Salt delays the development of the gluten in your dough; adding it at the beat-down stage, stirred into the butter, means that less mixing or kneading will be necessary in general.

That technique requires less disturbance of the inner part of the dough where there is no oxygen and encourages better anaerobic fermentation. But you do have to be omnipresent, and not forgetful; bread without salt is rather dull.

Frankly I've given up on the delayed salt method; it makes for a less pleasant crumb.


Take home

Kefir sourdough bread has much more flavour, the gluten is better tolerated by the gut and it has a lower glycemic index; it produces less of a blood sugar surge. If feeds the microbiome, those friendly bugs that are proving so important for our overall wellness.

Once you are in the rhythm it takes only ten-minutes of actual work, to prepare the kefir, mill the flour and then mix the dough. I do it every day.

These kefir benefits act as a probiotic.

I strongly urge you to consider using only home bake bread flour. It will probably mean purchasing your own mill.

If you purchase the grain directly from the farmer then you can have the flour at a quarter of the price or less; it means learning about storing wheat berries.

Condiments

The beauty of kefir sourdough bread is that it is so tasty you really don't need anything on it except perhaps butter or olive-oil. Having said that, it is occasionally makes a change to enjoy with natural honey; this fermented peppadew sauce gives it just a little bite, and adds live probiotics.

• [RAW DATA]
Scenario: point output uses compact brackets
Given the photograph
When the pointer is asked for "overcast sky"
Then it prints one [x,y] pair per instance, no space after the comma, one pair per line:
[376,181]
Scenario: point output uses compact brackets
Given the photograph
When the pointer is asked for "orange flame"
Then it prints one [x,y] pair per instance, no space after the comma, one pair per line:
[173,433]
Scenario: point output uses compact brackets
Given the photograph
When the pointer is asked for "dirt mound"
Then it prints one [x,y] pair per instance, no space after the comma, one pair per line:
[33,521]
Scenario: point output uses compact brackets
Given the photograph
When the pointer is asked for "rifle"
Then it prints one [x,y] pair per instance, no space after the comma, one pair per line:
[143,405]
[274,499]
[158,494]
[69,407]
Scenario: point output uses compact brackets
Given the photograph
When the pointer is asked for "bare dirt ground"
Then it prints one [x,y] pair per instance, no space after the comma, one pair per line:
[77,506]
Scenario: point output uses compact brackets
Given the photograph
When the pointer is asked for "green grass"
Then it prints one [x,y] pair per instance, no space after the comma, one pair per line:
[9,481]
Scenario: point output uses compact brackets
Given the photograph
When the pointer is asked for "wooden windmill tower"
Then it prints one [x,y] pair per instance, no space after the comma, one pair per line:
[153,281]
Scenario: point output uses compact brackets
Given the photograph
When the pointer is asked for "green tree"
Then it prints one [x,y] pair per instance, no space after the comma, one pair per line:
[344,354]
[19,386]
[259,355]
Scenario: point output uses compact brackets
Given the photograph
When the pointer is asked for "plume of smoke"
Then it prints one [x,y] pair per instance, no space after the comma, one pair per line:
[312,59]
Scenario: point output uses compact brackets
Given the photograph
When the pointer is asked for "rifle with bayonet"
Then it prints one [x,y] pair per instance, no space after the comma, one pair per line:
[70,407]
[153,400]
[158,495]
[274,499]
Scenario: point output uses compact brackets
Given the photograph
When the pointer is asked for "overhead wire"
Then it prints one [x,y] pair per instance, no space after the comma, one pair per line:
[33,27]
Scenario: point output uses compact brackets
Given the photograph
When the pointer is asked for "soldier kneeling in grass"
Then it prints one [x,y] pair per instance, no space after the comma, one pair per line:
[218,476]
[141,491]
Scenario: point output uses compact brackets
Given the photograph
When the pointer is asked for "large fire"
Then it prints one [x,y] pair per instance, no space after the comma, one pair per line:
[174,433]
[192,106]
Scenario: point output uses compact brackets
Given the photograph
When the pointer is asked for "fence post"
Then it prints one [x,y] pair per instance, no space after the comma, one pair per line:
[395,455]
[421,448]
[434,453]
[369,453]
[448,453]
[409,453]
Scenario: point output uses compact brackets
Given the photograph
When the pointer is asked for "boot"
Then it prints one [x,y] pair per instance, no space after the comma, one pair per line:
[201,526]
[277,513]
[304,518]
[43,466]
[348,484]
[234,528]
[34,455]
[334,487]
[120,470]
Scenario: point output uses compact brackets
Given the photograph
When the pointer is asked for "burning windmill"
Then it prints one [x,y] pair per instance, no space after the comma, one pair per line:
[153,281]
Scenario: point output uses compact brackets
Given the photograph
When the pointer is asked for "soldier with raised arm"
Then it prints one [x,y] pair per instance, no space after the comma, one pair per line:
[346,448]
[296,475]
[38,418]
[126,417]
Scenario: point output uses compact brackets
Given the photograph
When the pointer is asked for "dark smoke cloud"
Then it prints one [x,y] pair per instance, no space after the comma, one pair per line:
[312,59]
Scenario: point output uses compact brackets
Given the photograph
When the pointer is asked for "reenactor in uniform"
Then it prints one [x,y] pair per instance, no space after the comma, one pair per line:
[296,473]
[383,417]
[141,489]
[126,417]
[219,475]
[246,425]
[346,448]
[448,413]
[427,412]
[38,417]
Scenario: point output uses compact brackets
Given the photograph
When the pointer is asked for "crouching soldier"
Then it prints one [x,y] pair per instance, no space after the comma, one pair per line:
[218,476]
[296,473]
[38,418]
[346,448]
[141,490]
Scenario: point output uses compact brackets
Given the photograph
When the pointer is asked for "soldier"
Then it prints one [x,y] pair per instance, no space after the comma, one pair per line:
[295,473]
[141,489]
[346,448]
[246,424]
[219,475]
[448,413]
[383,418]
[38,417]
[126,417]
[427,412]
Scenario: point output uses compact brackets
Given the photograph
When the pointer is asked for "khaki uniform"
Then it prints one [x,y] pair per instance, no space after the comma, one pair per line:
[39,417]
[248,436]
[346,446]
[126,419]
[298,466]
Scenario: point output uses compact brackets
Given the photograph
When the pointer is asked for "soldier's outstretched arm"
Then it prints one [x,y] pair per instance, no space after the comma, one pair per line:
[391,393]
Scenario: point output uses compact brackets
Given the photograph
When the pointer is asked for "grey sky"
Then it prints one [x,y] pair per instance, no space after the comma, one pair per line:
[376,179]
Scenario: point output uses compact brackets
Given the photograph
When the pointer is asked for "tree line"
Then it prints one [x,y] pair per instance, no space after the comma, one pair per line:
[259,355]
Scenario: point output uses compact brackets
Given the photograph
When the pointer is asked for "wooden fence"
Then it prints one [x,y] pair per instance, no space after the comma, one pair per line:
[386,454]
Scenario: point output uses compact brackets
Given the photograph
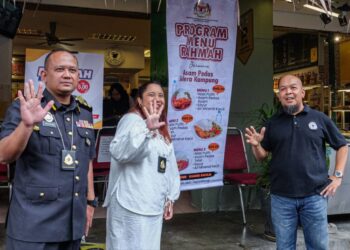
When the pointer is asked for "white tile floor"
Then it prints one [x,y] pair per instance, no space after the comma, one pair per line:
[183,205]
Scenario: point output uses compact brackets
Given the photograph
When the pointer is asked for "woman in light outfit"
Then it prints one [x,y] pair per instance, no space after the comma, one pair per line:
[144,179]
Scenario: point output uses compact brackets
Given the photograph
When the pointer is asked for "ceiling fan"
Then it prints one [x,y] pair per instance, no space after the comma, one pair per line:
[52,39]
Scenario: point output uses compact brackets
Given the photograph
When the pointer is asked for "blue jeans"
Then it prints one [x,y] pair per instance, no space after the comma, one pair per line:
[310,211]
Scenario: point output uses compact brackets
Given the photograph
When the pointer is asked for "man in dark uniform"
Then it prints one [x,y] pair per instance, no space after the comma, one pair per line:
[50,135]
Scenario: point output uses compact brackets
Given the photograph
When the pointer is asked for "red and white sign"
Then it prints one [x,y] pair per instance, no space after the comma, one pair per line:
[201,39]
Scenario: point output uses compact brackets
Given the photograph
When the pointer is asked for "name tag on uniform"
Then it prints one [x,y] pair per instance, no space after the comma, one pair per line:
[68,160]
[161,164]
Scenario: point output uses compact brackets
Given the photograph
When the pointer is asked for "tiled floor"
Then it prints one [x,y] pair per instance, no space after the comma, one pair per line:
[207,231]
[183,205]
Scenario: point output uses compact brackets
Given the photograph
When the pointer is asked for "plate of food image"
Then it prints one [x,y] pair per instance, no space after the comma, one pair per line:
[206,129]
[182,160]
[181,99]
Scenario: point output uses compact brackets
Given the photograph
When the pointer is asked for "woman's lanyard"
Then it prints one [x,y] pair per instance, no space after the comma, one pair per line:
[68,156]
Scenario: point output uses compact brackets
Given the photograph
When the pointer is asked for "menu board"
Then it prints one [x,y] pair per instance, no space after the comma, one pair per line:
[201,51]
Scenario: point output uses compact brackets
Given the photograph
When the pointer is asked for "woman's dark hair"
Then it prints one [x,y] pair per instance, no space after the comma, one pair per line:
[134,93]
[121,106]
[164,130]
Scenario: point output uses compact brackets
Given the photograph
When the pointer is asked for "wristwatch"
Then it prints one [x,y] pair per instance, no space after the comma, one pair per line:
[338,174]
[93,203]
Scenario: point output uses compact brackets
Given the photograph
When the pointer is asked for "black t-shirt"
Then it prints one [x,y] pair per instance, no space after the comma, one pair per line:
[298,146]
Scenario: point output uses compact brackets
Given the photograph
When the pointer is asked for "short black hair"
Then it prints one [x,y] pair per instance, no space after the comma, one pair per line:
[55,51]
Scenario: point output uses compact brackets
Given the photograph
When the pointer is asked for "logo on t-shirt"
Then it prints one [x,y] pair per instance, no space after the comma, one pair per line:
[313,125]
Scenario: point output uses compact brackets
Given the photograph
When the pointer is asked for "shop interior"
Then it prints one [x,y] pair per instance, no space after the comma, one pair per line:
[122,36]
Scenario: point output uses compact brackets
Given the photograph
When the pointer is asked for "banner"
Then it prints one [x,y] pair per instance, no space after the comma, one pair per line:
[90,85]
[201,38]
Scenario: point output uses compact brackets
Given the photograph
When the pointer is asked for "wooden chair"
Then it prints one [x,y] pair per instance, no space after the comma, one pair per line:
[236,167]
[102,162]
[5,180]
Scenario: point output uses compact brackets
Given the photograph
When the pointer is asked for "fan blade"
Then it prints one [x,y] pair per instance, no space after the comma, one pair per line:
[71,39]
[43,43]
[53,28]
[65,43]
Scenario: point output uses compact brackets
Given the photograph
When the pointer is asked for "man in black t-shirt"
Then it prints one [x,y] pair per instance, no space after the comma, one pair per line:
[300,185]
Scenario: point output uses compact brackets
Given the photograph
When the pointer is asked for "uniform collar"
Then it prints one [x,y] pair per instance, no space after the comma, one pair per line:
[57,105]
[306,109]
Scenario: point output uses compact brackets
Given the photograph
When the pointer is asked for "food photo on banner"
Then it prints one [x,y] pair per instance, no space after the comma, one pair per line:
[90,77]
[201,47]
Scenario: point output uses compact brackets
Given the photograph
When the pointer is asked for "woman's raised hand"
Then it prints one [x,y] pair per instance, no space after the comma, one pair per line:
[30,104]
[153,116]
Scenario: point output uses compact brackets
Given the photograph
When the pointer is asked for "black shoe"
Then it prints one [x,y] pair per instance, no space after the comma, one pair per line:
[270,236]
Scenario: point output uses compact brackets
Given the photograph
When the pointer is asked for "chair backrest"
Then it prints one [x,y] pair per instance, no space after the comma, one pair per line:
[102,162]
[235,153]
[4,174]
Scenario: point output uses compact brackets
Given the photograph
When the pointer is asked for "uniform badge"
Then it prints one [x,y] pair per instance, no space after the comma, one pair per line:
[312,125]
[68,160]
[87,141]
[48,117]
[84,124]
[161,164]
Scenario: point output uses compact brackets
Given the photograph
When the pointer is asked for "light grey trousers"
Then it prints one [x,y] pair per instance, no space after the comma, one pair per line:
[127,230]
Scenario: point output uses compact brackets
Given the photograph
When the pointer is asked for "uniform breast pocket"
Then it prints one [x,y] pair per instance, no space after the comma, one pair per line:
[42,194]
[86,137]
[50,140]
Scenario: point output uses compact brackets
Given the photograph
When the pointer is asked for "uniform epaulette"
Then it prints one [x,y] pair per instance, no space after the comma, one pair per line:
[83,102]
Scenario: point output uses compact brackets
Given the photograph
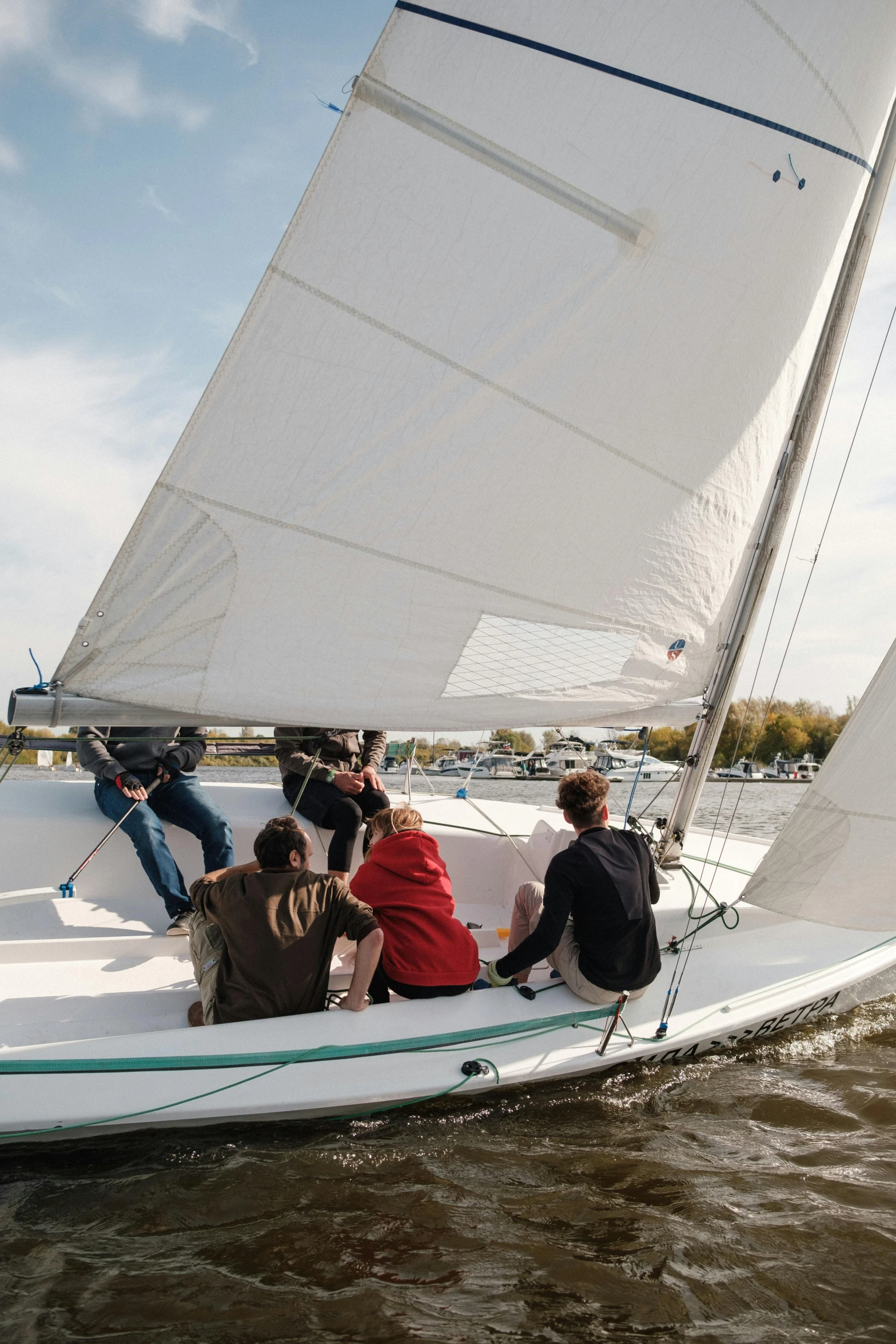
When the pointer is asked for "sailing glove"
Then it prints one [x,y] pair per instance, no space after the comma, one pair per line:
[495,980]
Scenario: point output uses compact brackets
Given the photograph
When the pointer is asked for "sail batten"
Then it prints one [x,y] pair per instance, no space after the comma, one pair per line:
[464,423]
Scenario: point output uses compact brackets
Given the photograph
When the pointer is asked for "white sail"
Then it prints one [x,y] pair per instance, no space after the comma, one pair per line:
[493,436]
[833,862]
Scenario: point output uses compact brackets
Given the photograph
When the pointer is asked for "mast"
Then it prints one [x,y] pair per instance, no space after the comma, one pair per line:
[781,498]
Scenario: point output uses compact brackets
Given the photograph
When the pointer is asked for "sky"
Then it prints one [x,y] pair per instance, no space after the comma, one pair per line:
[151,155]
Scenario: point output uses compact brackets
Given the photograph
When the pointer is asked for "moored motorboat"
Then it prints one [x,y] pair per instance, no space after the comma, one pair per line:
[503,293]
[95,996]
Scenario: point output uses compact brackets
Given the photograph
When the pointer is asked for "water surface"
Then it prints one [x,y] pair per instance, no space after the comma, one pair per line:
[746,1196]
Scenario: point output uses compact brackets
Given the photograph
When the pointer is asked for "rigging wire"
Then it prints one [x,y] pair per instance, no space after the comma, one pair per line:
[813,562]
[774,608]
[679,972]
[637,776]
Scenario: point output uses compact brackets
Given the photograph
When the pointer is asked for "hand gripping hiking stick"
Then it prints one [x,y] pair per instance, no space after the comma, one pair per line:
[67,889]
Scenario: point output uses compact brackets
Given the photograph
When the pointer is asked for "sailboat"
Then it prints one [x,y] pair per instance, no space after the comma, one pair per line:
[586,250]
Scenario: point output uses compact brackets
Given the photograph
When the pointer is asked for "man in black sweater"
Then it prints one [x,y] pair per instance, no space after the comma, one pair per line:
[593,916]
[125,762]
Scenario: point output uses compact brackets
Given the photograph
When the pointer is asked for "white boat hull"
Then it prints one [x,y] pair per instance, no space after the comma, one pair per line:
[91,984]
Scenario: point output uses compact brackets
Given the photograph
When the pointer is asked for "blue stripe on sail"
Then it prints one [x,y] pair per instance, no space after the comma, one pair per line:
[631,77]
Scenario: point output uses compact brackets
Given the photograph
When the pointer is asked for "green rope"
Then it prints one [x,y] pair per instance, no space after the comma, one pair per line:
[185,1101]
[308,774]
[318,1054]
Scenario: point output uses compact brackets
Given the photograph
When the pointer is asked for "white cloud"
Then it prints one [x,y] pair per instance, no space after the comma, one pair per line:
[149,198]
[10,156]
[224,317]
[29,30]
[58,292]
[172,21]
[118,88]
[82,437]
[25,26]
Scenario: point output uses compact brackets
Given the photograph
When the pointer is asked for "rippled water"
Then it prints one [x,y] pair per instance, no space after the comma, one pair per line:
[747,1196]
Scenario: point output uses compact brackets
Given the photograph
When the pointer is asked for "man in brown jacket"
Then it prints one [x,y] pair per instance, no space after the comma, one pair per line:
[262,935]
[343,786]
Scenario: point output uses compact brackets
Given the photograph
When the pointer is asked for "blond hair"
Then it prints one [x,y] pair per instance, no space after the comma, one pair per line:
[391,820]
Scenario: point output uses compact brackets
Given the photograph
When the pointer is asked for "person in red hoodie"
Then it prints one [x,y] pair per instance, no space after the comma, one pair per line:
[426,951]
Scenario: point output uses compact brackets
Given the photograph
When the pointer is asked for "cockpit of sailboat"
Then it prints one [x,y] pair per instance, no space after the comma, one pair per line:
[564,255]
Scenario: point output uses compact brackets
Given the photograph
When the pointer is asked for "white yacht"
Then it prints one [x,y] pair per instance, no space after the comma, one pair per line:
[744,772]
[445,765]
[787,770]
[625,769]
[566,757]
[493,291]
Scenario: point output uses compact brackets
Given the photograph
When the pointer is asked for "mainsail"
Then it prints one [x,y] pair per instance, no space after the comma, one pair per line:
[833,863]
[493,436]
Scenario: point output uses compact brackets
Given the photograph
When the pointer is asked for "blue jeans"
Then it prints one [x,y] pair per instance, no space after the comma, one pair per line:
[183,803]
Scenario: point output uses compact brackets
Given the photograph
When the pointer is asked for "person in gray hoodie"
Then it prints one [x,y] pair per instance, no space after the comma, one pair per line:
[125,762]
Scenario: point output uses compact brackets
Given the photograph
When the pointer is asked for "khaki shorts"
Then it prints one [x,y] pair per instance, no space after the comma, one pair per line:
[564,959]
[206,949]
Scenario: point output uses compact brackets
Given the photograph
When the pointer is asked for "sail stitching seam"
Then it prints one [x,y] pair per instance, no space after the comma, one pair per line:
[383,555]
[785,37]
[481,379]
[632,78]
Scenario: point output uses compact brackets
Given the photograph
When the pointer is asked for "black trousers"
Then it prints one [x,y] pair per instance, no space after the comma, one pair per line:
[381,985]
[339,812]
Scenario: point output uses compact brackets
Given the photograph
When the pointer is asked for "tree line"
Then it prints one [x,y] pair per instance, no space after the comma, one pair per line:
[759,730]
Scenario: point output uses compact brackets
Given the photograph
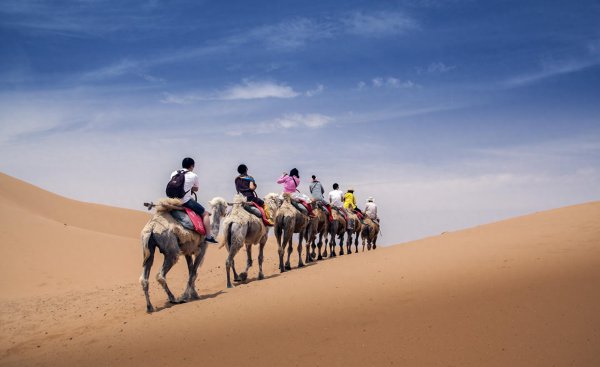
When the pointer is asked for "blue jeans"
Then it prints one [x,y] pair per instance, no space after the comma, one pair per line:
[195,206]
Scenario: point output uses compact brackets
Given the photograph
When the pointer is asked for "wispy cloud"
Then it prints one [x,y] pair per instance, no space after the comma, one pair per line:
[314,92]
[388,82]
[247,90]
[286,122]
[377,24]
[437,67]
[550,68]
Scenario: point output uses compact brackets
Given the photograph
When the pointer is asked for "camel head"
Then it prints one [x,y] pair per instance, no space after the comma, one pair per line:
[219,210]
[273,201]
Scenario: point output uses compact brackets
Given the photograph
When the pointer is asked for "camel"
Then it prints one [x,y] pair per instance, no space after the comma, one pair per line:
[242,228]
[354,229]
[318,226]
[288,221]
[337,228]
[163,232]
[369,233]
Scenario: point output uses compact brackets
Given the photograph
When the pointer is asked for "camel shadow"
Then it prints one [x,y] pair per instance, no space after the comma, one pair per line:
[168,304]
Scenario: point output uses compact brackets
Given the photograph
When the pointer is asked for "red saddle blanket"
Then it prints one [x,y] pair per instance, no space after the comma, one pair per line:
[196,221]
[262,212]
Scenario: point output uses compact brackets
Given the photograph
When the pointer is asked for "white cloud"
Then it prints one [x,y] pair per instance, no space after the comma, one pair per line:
[378,24]
[247,90]
[289,121]
[437,67]
[389,82]
[313,92]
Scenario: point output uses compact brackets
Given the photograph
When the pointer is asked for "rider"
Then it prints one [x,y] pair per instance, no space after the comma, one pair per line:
[245,185]
[316,189]
[290,185]
[371,209]
[350,203]
[190,185]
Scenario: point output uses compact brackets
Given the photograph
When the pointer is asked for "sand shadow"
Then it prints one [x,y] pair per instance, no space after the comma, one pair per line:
[168,304]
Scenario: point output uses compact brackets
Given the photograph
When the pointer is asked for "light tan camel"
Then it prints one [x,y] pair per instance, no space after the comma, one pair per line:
[288,221]
[369,233]
[354,229]
[317,226]
[242,228]
[337,228]
[163,232]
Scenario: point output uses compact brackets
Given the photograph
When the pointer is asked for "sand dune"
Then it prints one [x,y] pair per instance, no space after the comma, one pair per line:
[518,292]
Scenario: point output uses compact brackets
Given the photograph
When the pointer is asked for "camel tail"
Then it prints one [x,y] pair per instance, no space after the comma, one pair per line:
[227,237]
[146,238]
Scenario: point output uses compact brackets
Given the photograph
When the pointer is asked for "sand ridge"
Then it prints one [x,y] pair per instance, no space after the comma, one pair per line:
[517,292]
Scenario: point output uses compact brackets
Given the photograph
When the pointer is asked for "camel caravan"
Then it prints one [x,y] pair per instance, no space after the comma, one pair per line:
[182,226]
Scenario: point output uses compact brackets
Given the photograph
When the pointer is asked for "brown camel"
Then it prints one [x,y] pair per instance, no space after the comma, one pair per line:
[163,232]
[369,233]
[337,228]
[318,226]
[242,228]
[288,221]
[354,229]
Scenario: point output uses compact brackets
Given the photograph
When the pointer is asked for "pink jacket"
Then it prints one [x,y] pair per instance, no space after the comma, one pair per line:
[289,183]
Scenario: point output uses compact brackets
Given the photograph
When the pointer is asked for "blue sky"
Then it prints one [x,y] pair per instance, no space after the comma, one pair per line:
[449,113]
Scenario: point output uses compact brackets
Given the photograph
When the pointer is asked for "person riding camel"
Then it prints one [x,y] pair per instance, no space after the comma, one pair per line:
[336,200]
[371,209]
[350,203]
[246,185]
[191,184]
[290,184]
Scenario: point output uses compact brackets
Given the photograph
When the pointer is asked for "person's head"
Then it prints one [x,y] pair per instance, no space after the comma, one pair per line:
[188,163]
[242,169]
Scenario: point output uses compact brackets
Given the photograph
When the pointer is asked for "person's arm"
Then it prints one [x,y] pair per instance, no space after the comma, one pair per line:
[283,178]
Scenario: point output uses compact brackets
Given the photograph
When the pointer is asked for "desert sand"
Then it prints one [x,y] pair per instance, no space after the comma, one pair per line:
[521,292]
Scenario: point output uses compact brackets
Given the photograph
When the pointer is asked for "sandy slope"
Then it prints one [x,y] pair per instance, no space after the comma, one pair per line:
[519,292]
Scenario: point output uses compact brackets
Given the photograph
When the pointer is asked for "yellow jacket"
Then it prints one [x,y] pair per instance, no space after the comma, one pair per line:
[349,200]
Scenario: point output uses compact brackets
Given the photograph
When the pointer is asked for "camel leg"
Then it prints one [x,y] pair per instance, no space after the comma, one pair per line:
[244,275]
[144,278]
[288,241]
[320,246]
[170,260]
[280,247]
[300,263]
[190,291]
[261,258]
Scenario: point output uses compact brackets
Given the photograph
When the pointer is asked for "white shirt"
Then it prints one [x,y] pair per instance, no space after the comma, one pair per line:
[371,210]
[191,180]
[336,198]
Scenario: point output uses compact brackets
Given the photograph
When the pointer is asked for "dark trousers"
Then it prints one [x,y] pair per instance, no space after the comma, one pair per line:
[259,201]
[195,206]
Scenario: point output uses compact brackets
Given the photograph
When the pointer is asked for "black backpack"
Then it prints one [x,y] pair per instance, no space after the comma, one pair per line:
[175,185]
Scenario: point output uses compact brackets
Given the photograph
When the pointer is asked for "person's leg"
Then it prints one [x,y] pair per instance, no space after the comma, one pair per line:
[199,209]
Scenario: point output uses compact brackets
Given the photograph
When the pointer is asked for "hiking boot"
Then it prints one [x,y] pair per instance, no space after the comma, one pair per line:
[211,239]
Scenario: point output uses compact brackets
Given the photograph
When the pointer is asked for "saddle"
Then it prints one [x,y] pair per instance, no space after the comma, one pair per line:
[302,206]
[189,220]
[255,209]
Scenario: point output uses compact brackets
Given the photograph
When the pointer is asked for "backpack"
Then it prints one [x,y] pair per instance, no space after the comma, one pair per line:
[175,185]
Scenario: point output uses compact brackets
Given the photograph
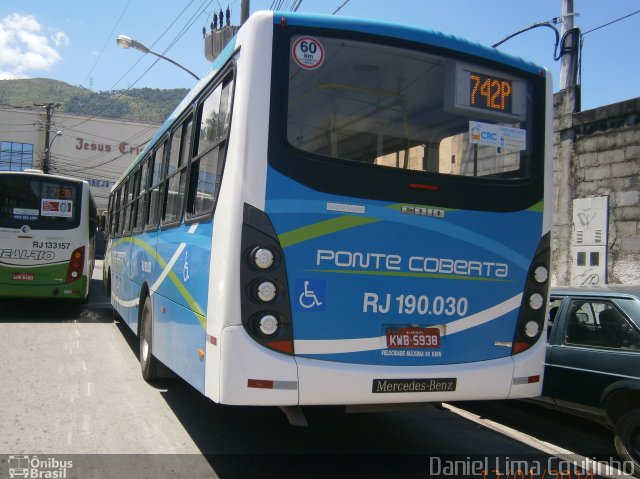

• [WHAT THE EXERCISE ASKS]
Decide whether each statement below agrees with the kefir sourdough text, answering yes or no and quoting the deciding words: (a) The writer still uses the delayed salt method. (b) Once in the rhythm, the actual work takes only ten minutes. (c) Buying the grain directly from the farmer can bring the flour to a quarter of the price or less.

• [SOLUTION TO THE PROBLEM]
(a) No: "Frankly I've given up on the delayed salt method"
(b) Yes: "Once you are in the rhythm it takes only ten-minutes of actual work"
(c) Yes: "If you purchase the grain directly from the farmer then you can have the flour at a quarter of the price or less"